LC-TEST-18 — Basic NLP (V2)

📘 What Is TF-IDF? (Intuition + Math)

TF-IDF stands for:

Term Frequency – Inverse Document Frequency

It answers one fundamental NLP question:

❝ Which words are important in this document,
compared to the entire collection? ❞

🧮 The Math (Step by Step)

1️⃣ Term Frequency (TF)

How often a word appears inside one document.

$$ \text{TF}(w, d) = \frac{\text{count of } w \text{ in document } d} {\text{total words in document } d} $$

👉 Measures local importance

2️⃣ Document Frequency (DF)

How many documents contain the word.

$$ \text{DF}(w) = \text{number of documents containing } w $$

👉 Measures how common a word is across documents

3️⃣ Inverse Document Frequency (IDF)

Penalizes words appearing in many documents.

$$ \text{IDF}(w) = \log\left(\frac{N}{\text{DF}(w)}\right) $$

Where:

$N$ = total number of documents

👉 Measures global rarity

4️⃣ TF-IDF (Final Score)

$$ \text{TF-IDF}(w, d) = \text{TF}(w, d) \times \text{IDF}(w) $$

This is the importance score used in:

search engines
document ranking
classical NLP systems

🧪 Worked Example (Very Important)

[Region pointing data]
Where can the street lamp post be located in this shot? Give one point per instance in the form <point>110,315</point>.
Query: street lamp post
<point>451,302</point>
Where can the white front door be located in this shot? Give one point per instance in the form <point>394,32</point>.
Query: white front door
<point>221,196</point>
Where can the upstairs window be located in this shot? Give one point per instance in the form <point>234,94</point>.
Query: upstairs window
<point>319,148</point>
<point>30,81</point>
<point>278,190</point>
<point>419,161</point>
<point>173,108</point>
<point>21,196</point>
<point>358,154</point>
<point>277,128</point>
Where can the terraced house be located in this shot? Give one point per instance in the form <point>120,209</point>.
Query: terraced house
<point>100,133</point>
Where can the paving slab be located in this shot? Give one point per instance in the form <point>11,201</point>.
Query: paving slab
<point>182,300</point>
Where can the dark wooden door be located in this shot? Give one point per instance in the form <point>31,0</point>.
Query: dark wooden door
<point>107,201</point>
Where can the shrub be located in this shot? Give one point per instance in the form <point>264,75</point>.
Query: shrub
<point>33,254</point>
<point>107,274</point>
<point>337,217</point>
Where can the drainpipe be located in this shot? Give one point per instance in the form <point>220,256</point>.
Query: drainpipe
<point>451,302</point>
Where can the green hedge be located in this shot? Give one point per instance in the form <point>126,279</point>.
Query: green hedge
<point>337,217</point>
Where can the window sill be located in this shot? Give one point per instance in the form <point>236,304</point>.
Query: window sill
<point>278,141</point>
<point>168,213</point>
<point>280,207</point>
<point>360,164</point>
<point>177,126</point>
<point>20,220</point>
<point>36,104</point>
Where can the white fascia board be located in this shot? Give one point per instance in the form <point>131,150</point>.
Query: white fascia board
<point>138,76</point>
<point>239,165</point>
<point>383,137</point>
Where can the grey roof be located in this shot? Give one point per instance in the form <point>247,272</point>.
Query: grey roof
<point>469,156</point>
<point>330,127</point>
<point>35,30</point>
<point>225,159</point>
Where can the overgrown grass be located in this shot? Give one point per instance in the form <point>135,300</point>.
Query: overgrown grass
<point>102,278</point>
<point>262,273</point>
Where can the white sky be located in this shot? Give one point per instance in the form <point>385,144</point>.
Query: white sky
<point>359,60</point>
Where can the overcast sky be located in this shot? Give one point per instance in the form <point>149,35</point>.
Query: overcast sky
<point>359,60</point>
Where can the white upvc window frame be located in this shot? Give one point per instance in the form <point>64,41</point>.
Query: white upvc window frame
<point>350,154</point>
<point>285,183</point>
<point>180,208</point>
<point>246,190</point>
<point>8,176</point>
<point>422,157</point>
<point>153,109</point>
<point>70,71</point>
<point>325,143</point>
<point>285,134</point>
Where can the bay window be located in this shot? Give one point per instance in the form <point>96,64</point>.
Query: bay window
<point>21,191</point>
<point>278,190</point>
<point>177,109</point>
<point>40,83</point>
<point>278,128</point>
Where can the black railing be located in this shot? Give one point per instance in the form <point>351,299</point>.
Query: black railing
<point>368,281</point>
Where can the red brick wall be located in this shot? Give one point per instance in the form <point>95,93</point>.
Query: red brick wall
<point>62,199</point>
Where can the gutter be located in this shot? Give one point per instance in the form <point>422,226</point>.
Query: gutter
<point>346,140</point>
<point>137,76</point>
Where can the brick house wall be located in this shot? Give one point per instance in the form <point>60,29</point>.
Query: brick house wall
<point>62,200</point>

● **Work request 1**:
Using the TF-IDF page, decide whether each statement agrees with it. Answer yes or no for each, quoting the deciding words. (a) Document Frequency counts how many documents contain the word. (b) Inverse Document Frequency favors words that appear in many documents. (c) Term Frequency measures global rarity.
● **Work request 2**:
On the TF-IDF page, what does N stand for in the IDF formula?

● **Task answer 1**:
(a) Yes: "How many documents contain the word."
(b) No: "Penalizes words appearing in many documents."
(c) No: "Measures local importance"

● **Task answer 2**:
The total number of documents.